▶ [Data supplied]
☆ ☆ ☆ ☆

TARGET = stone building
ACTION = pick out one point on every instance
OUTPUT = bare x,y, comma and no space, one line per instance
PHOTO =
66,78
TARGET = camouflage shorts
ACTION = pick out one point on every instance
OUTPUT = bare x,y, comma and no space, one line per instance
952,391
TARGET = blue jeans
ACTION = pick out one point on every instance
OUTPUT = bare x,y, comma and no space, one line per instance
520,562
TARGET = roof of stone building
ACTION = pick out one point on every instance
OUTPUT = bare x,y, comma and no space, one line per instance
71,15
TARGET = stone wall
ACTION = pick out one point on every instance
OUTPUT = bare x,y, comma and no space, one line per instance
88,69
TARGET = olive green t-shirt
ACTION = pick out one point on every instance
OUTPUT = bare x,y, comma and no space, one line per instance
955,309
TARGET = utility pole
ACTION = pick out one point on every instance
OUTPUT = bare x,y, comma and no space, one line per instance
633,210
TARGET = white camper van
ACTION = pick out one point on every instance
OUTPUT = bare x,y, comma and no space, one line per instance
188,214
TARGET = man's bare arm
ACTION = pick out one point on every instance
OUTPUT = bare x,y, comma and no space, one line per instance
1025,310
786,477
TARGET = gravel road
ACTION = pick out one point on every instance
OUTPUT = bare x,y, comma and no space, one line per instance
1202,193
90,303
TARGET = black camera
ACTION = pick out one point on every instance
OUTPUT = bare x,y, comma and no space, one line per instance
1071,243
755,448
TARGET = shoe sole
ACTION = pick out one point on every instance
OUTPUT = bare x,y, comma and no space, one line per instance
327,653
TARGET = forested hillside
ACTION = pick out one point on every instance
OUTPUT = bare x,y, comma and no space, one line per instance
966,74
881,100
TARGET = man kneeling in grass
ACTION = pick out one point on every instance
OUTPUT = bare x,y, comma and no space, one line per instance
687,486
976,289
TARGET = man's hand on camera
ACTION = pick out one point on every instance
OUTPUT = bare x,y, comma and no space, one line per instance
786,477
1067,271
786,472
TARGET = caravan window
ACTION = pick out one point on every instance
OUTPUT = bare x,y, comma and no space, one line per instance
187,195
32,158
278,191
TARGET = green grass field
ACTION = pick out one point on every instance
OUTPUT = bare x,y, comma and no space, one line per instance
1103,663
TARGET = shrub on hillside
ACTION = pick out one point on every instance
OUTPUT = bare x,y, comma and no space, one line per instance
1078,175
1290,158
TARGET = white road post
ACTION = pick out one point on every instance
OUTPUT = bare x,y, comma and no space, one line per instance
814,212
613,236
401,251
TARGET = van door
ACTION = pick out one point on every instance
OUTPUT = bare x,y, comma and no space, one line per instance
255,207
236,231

☆ ☆ ☆ ☆

Keep only the lines from the one containing "TARGET = green grass field" to the end of the entries, and repeat them exactly.

▶ [Solution for this problem]
TARGET = green grass field
ACTION = pick out one point on every instance
OUTPUT = bare x,y, comma and no space, one line per instance
1103,663
TARGET = shrub on hillside
ACTION = pick out one point on every instance
OUTPUT = bare x,y, comma and no space, one line per instance
1078,175
1290,158
TARGET = white road post
ACTION = pick out one point on every instance
OUTPUT = bare x,y, comma and no space, one line per instance
814,212
613,236
401,251
TARGET = van door
ACTION = pick out one point on every instance
OUTPUT = bare x,y, comma and no space, one line per instance
255,207
236,231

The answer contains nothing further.